--- begin Input rows ---

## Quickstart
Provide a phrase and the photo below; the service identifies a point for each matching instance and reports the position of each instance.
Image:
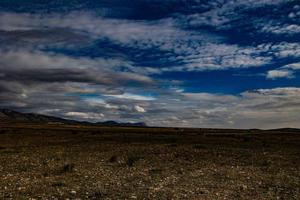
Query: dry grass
(45, 162)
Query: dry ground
(72, 162)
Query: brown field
(89, 162)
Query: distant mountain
(113, 123)
(14, 116)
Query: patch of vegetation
(67, 168)
(113, 159)
(131, 159)
(58, 184)
(199, 146)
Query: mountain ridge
(15, 116)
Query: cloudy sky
(189, 63)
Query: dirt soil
(39, 161)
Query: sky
(183, 63)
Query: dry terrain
(42, 161)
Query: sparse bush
(74, 132)
(68, 168)
(113, 159)
(199, 146)
(58, 184)
(246, 139)
(132, 159)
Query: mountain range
(7, 115)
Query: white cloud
(139, 109)
(281, 29)
(274, 74)
(293, 66)
(132, 97)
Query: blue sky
(231, 64)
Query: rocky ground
(50, 162)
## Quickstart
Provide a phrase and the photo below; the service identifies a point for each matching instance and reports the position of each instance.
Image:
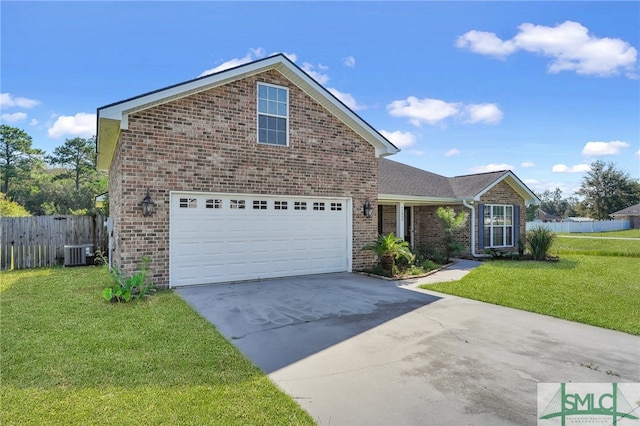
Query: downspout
(473, 230)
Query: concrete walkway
(455, 272)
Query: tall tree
(552, 202)
(77, 156)
(16, 154)
(10, 208)
(606, 190)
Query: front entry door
(408, 226)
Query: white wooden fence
(38, 241)
(595, 226)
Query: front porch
(418, 224)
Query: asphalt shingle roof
(401, 179)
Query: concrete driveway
(355, 350)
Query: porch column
(400, 220)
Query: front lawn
(596, 246)
(629, 233)
(68, 357)
(596, 290)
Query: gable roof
(400, 181)
(629, 211)
(114, 117)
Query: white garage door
(235, 237)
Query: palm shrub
(390, 248)
(451, 222)
(539, 242)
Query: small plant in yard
(390, 248)
(134, 287)
(451, 222)
(539, 242)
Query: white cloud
(492, 168)
(603, 148)
(8, 101)
(563, 168)
(349, 61)
(483, 113)
(423, 110)
(485, 43)
(400, 139)
(569, 45)
(82, 124)
(317, 76)
(346, 99)
(14, 117)
(252, 55)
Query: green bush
(539, 242)
(389, 249)
(135, 287)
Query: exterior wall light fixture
(147, 205)
(367, 209)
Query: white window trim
(504, 227)
(258, 114)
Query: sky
(539, 88)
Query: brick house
(409, 197)
(254, 172)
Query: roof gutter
(473, 230)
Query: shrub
(539, 242)
(390, 248)
(135, 287)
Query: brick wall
(429, 231)
(388, 219)
(207, 142)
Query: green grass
(629, 233)
(601, 290)
(68, 357)
(596, 247)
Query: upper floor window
(273, 114)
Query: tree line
(604, 190)
(67, 182)
(34, 183)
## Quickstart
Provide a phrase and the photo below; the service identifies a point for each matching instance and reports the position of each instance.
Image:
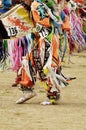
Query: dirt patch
(68, 114)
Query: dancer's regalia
(36, 56)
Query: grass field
(68, 114)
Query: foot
(14, 84)
(26, 97)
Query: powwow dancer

--- end Input rows ---

Short task
Give every line of the entries above as a numbered list, skipping any blank lines. Leave the pictures out of your answer.

Finished answer
1. ## Quickstart
2. Provide a phrase and the photo below; the service identifies a point for each matching instance and reports the position of each instance.
3. Image:
4. Query: dry grass
5. (45, 162)
6. Query: dry ground
7. (72, 162)
8. Query: brown field
9. (89, 162)
10. Query: distant mountain
11. (113, 123)
12. (14, 116)
13. Query: patch of vegetation
14. (67, 168)
15. (113, 159)
16. (131, 159)
17. (58, 184)
18. (199, 146)
19. Query: mountain ridge
20. (15, 116)
21. Query: cloudy sky
22. (189, 63)
23. Query: dirt soil
24. (39, 161)
25. Query: sky
26. (183, 63)
27. Query: dry terrain
28. (42, 161)
29. Query: sparse bush
30. (74, 132)
31. (68, 168)
32. (113, 159)
33. (199, 146)
34. (58, 184)
35. (246, 139)
36. (132, 159)
37. Query: mountain range
38. (7, 115)
39. Query: white cloud
40. (139, 109)
41. (281, 29)
42. (274, 74)
43. (293, 66)
44. (132, 97)
45. Query: blue sky
46. (231, 64)
47. Query: rocky ground
48. (50, 162)
49. ## Quickstart
50. Provide a phrase and the photo below; the service identifies a point for each matching instance and reports the position of each instance.
51. Image:
52. Query: downspout
53. (473, 230)
54. Query: concrete walkway
55. (455, 272)
56. Query: tall tree
57. (552, 202)
58. (77, 156)
59. (16, 154)
60. (10, 208)
61. (606, 190)
62. Query: front entry door
63. (408, 226)
64. Query: white wooden fence
65. (38, 241)
66. (595, 226)
67. Query: front porch
68. (418, 224)
69. Query: asphalt shingle roof
70. (401, 179)
71. Query: concrete driveway
72. (355, 350)
73. Query: porch column
74. (400, 220)
75. Query: front lawn
76. (596, 246)
77. (629, 233)
78. (68, 357)
79. (596, 290)
80. Query: gable roof
81. (400, 181)
82. (629, 211)
83. (114, 117)
84. Query: white garage door
85. (235, 237)
86. Query: palm shrub
87. (390, 248)
88. (451, 222)
89. (539, 242)
90. Query: small plant in yard
91. (390, 248)
92. (134, 287)
93. (451, 222)
94. (539, 242)
95. Query: white cloud
96. (492, 168)
97. (603, 148)
98. (8, 101)
99. (563, 168)
100. (349, 61)
101. (483, 113)
102. (423, 110)
103. (485, 43)
104. (400, 139)
105. (569, 45)
106. (82, 124)
107. (317, 76)
108. (346, 99)
109. (14, 117)
110. (252, 55)
111. Query: green bush
112. (539, 242)
113. (389, 249)
114. (135, 287)
115. Query: exterior wall light fixture
116. (147, 205)
117. (367, 209)
118. Query: white window trim
119. (504, 227)
120. (258, 114)
121. Query: sky
122. (539, 88)
123. Query: brick house
124. (409, 197)
125. (254, 172)
126. Query: roof gutter
127. (473, 230)
128. Query: shrub
129. (539, 242)
130. (390, 248)
131. (135, 287)
132. Query: brick wall
133. (429, 231)
134. (388, 219)
135. (207, 142)
136. Query: green grass
137. (629, 233)
138. (601, 290)
139. (68, 357)
140. (596, 247)
141. Query: upper floor window
142. (273, 114)
143. Query: tree line
144. (604, 190)
145. (67, 182)
146. (34, 183)
147. ## Quickstart
148. Provide a phrase and the photo below; the service identifies a point for each matching instance and reports the position of each instance.
149. Image:
150. Query: dirt patch
151. (68, 114)
152. Query: dancer's regalia
153. (36, 56)
154. Query: grass field
155. (68, 114)
156. Query: foot
157. (14, 84)
158. (26, 97)
159. Query: powwow dancer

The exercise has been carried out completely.